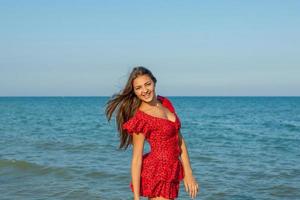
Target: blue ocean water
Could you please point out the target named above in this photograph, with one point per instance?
(63, 148)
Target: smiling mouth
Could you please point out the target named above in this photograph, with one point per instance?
(147, 95)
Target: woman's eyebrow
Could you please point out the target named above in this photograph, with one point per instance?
(144, 84)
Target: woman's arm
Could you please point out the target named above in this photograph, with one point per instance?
(190, 182)
(136, 163)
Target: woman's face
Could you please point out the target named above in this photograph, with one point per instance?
(144, 88)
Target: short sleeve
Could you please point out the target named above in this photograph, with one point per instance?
(137, 125)
(167, 103)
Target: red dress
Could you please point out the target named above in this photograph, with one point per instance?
(161, 170)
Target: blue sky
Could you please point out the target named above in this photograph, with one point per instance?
(197, 48)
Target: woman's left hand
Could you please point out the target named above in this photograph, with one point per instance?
(191, 185)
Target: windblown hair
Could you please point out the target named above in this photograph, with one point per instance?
(125, 103)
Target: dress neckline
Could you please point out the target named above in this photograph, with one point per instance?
(161, 100)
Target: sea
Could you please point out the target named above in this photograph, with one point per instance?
(240, 148)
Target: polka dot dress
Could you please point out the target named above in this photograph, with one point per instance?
(162, 169)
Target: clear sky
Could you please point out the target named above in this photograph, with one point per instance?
(194, 48)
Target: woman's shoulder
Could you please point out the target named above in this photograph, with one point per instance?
(137, 124)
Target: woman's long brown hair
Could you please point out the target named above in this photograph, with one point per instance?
(125, 103)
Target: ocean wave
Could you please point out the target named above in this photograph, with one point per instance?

## PROBLEM TO SOLVE
Print the data above again word for word and leave out the pictures.

## OUTPUT
Target: blue ocean water
Could you please point out the target named above in this photograph, with one point per instance?
(63, 148)
Target: smiling mouth
Could you please point out the target named above in this photograph, with one point per instance?
(147, 95)
Target: woman's eyebrow
Could you please point out the target named above in this photograph, with one point per instance?
(144, 84)
Target: woman's arm
Could you please point out the target named above in this photograph, with one point per instance?
(190, 182)
(136, 163)
Target: woman's face
Could you please point out the target named above in this photograph, with one point per instance?
(144, 88)
Target: short sleeve
Could you please point out the target named above in this photograph, with one point per instance?
(137, 125)
(167, 103)
Target: red dress
Could you please point out the target named above in this photograph, with one point per instance?
(161, 170)
Target: blue sky
Could you please point out the target named above in this photograph, with one point per instance?
(197, 48)
Target: woman's left hand
Could you please point out the target named above in this photograph, with one point per instance?
(191, 185)
Target: windblown hair
Could you please point out the target named above in this photograph, with one point per instance?
(125, 103)
Target: dress neckline
Could you please point out the target named above in this photograph, with one point per instance?
(161, 100)
Target: sea
Could you please point out the target named above in this photograph, with one point per instance?
(240, 148)
Target: polka dot dress
Could you please point out the target named above in this photograph, with one point per instance?
(162, 169)
Target: clear sky
Could you please point out the target named above in this photograph, with one point per instance?
(194, 48)
Target: woman's shoulder
Could you please point out the target named above in this photograph, with one point per instance?
(137, 124)
Target: woman's long brown hair
Could you please point out the target named above in this photograph, with one point per instance?
(125, 103)
Target: ocean wave
Could you please point out the target named above in this photograph, with one point per instance?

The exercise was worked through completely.